## Document section
+-------+
Put an End to Your Credit Card Debt
For individual consumers, there are basically two types of bankruptcy that are available: Chapter 7 bankruptcy and Chapter 13 bankruptcy. Both Chapters enable individuals to permanently discharge (eliminate) their unsecured debts (credit cards debts, medical bills, bank loans, payday loans, finance company loans, and certain tax debts). However, they do so in very different ways. Alternatively, you might decide that debt settlement is in your best interest. Regardless, you must take action, and the first and most important act is to meet with a lawyer that specializes in bankruptcy and debt settlement to help you choose your course.
While a Chapter 7 will wipe out all of your credit card debt, it is not without limitations. First and foremost, you must “qualify” for Chapter 7 relief. The standards for qualifying vary by location and take into account your income over the last six months, and certain expenses (some real and some based upon federal standards). This “qualification” process is commonly referred to as the “means test.”
Once qualified to file for Chapter 7, only those credit card debts that are nor incurred by fraud, false representations or false pretenses are dischargeable. In other words, your credit application must have been truthful, and you did not simply “rack-up” the debt on the credit cards with the intent to later file bankruptcy or simply not pay.
More often than not, if you qualify for Chapter 7 bankruptcy, it might very well be your best course of action. First, the process is short — usually less than 145 days. Second, most Chapter 7 bankruptcies filed in Texas are “no-asset” cases. That means no property is seized by the trustee. The Debtor keeps all of his property. Third, unlike debt settlement, there are no tax consequences associated with the discharged debt.
+-------+
## Data block

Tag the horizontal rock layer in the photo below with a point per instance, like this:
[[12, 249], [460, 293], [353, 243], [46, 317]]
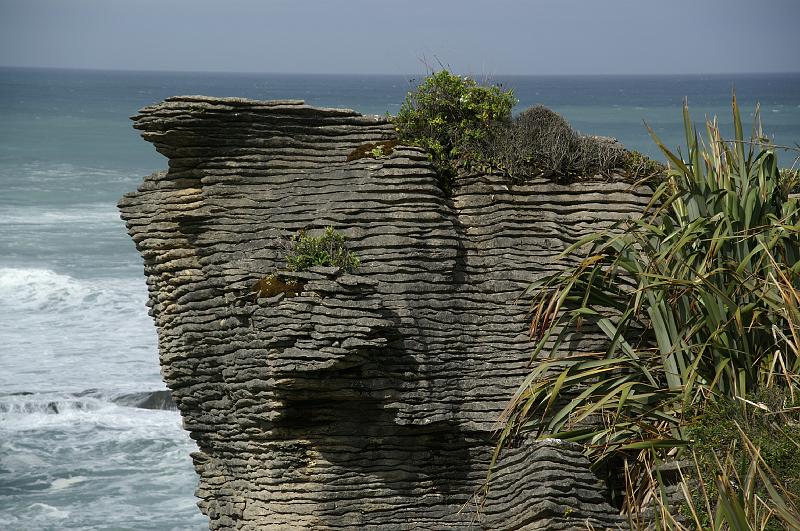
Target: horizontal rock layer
[[369, 400]]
+-------+
## Exercise requirements
a) Answer these questions from the page on credit card debt, one per line:
(i) Which two types of bankruptcy are available to individual consumers?
(ii) What is the Chapter 7 qualification process commonly called?
(iii) How long does the Chapter 7 process usually take?
b) Extend the page on credit card debt and bankruptcy by writing what comes after its last paragraph.
The lines placed after the page on credit card debt come from a separate source.

## Answers provided
a)
(i) Chapter 7 bankruptcy and Chapter 13 bankruptcy
(ii) The "means test"
(iii) Usually less than 145 days

b)
Chapter 13 is most commonly used by people looking to stop a foreclosure or resolve certain tax obligations. Nonetheless, many people who do not qualify for Chapter 7 will file Chapter 13 to resolve their credit card debts. A chapter 13 bankruptcy will usually last 5 years and requires the Chapter 13 debtor to make monthly payments to a trustee who in turn distributes those monies to the Debtor’s creditors. This process is controlled by a Chapter 13 plan that is drafted by your attorney and intended to take into account your unique financial situation.
The Chapter 13 plan is intended to require you to make payments in an amount that you can afford. It is NOT intended to require you to make payments in amount that is sufficient to pay your credit card debt in full. In fact, most Chapter 13 plans only pay a small percentage back to the holders of credit card debt. Chapter 13 is often a great way to resolve your financial challenges if you do not qualify for Chapter 7.
In lieu of bankruptcy, debt settlement is a great alternative. You may not qualify for Chapter 7 and you do not want to be in bankruptcy for 5 years under a Chapter 13 plan. If that describes you, give serious consideration to debt settlement.
The down side of debt settlement is the Debtor must have access to sufficient funds to actually settle the debt at a discount. Common sources of capital are retirement funds and family members or friends. However, be mindful of the costs associated with debt settlement including the cost of capital.
As the funds to facilitate the debt settlement often come from retirement funds their can be significant tax consequences associated from the withdrawal. Further, absent certain exceptions best discussed with an accountant (see here for discussion), debt forgiveness is a taxable transaction. In other words, the amount not paid beck to the credit card holder is treated as taxable income.